DATA RECORDS:
* * *
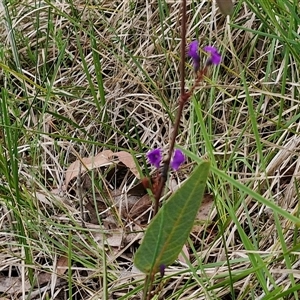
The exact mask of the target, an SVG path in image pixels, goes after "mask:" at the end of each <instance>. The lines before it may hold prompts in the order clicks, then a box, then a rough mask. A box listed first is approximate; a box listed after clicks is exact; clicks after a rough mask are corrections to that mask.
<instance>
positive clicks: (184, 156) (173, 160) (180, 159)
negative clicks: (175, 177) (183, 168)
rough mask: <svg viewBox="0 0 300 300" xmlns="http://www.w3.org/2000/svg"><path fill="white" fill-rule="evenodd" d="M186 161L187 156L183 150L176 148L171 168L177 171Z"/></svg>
mask: <svg viewBox="0 0 300 300" xmlns="http://www.w3.org/2000/svg"><path fill="white" fill-rule="evenodd" d="M184 161H185V156H184V154H183V153H182V151H181V150H179V149H175V151H174V155H173V158H172V161H171V168H172V169H173V170H174V171H177V170H178V169H179V167H180V166H181V165H182V164H183V163H184Z"/></svg>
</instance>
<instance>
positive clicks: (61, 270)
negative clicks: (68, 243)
mask: <svg viewBox="0 0 300 300" xmlns="http://www.w3.org/2000/svg"><path fill="white" fill-rule="evenodd" d="M56 269H57V270H56V273H57V275H64V274H65V273H66V271H67V270H68V258H67V257H65V256H61V257H60V258H59V259H58V261H57V264H56Z"/></svg>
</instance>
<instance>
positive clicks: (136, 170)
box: [113, 151, 140, 179]
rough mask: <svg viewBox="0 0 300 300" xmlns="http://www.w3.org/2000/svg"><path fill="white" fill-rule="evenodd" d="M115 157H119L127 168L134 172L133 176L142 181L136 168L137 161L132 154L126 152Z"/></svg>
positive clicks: (117, 153)
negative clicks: (136, 161) (134, 158)
mask: <svg viewBox="0 0 300 300" xmlns="http://www.w3.org/2000/svg"><path fill="white" fill-rule="evenodd" d="M113 156H114V157H118V158H119V160H120V162H122V163H123V164H124V165H125V166H126V167H127V168H129V169H130V171H131V172H132V174H133V175H134V176H135V177H136V178H138V179H140V174H139V172H138V170H137V168H136V165H135V161H134V159H133V157H132V155H131V154H130V153H128V152H125V151H120V152H117V153H114V154H113Z"/></svg>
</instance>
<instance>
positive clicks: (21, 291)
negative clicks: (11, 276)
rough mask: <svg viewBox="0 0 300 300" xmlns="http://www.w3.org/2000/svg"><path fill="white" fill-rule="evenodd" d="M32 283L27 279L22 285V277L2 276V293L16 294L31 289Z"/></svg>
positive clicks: (0, 282) (1, 282) (0, 278)
mask: <svg viewBox="0 0 300 300" xmlns="http://www.w3.org/2000/svg"><path fill="white" fill-rule="evenodd" d="M30 288H31V285H30V283H29V281H25V283H24V286H23V285H22V279H21V278H20V277H5V276H0V293H5V294H15V293H21V292H22V291H23V290H25V292H27V291H29V290H30Z"/></svg>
* * *
WHAT IS REQUIRED:
Convert every line of the items above into a numbered list, skipping blank lines and leaving out the picture.

RESULT OF THIS TASK:
1. The exact mask of the target, an SVG path in image pixels, goes after "mask:" at the end of each <instance>. The lines before it may hold prompts in the order clicks, then a box, then a rough mask. A box listed first is approximate; a box listed after clicks is exact; clicks after a rough mask are corrections to that mask.
2. <instance>
3. positive clicks: (184, 156) (173, 160) (180, 159)
4. negative clicks: (175, 177) (183, 168)
5. rough mask: <svg viewBox="0 0 300 300" xmlns="http://www.w3.org/2000/svg"><path fill="white" fill-rule="evenodd" d="M186 161L187 156L183 150L176 148L171 168L177 171Z"/></svg>
6. mask: <svg viewBox="0 0 300 300" xmlns="http://www.w3.org/2000/svg"><path fill="white" fill-rule="evenodd" d="M184 161H185V156H184V154H183V153H182V151H181V150H179V149H175V151H174V155H173V158H172V161H171V168H172V169H173V170H174V171H177V170H178V169H179V167H180V166H181V165H182V164H183V163H184Z"/></svg>
7. </instance>
8. <instance>
9. positive clicks: (61, 270)
10. negative clicks: (68, 243)
11. mask: <svg viewBox="0 0 300 300" xmlns="http://www.w3.org/2000/svg"><path fill="white" fill-rule="evenodd" d="M56 269H57V270H56V273H57V275H64V274H65V273H66V271H67V270H68V258H67V257H65V256H61V257H60V258H59V259H58V261H57V264H56Z"/></svg>
12. </instance>
13. <instance>
14. positive clicks: (136, 170)
15. box: [113, 151, 140, 179]
16. rough mask: <svg viewBox="0 0 300 300" xmlns="http://www.w3.org/2000/svg"><path fill="white" fill-rule="evenodd" d="M115 157H119L127 168L134 172L133 176L142 181L136 168L137 161L132 154L126 152Z"/></svg>
17. positive clicks: (117, 153)
18. negative clicks: (136, 161) (134, 158)
19. mask: <svg viewBox="0 0 300 300" xmlns="http://www.w3.org/2000/svg"><path fill="white" fill-rule="evenodd" d="M113 156H114V157H118V158H119V160H120V162H122V163H123V164H124V165H125V166H126V167H127V168H129V169H130V171H131V172H132V174H133V175H134V176H135V177H136V178H138V179H140V174H139V172H138V170H137V168H136V165H135V161H134V159H133V157H132V155H131V154H130V153H128V152H125V151H120V152H117V153H114V154H113Z"/></svg>
20. </instance>
21. <instance>
22. positive clicks: (21, 291)
23. negative clicks: (11, 276)
24. rough mask: <svg viewBox="0 0 300 300" xmlns="http://www.w3.org/2000/svg"><path fill="white" fill-rule="evenodd" d="M32 283L27 279L22 285V277L2 276V293L16 294L31 289Z"/></svg>
25. positive clicks: (0, 282) (1, 282) (0, 278)
26. mask: <svg viewBox="0 0 300 300" xmlns="http://www.w3.org/2000/svg"><path fill="white" fill-rule="evenodd" d="M30 288H31V285H30V283H29V281H25V283H24V286H23V285H22V279H21V278H20V277H5V276H0V293H5V294H15V293H21V292H22V291H23V290H25V292H27V291H29V290H30Z"/></svg>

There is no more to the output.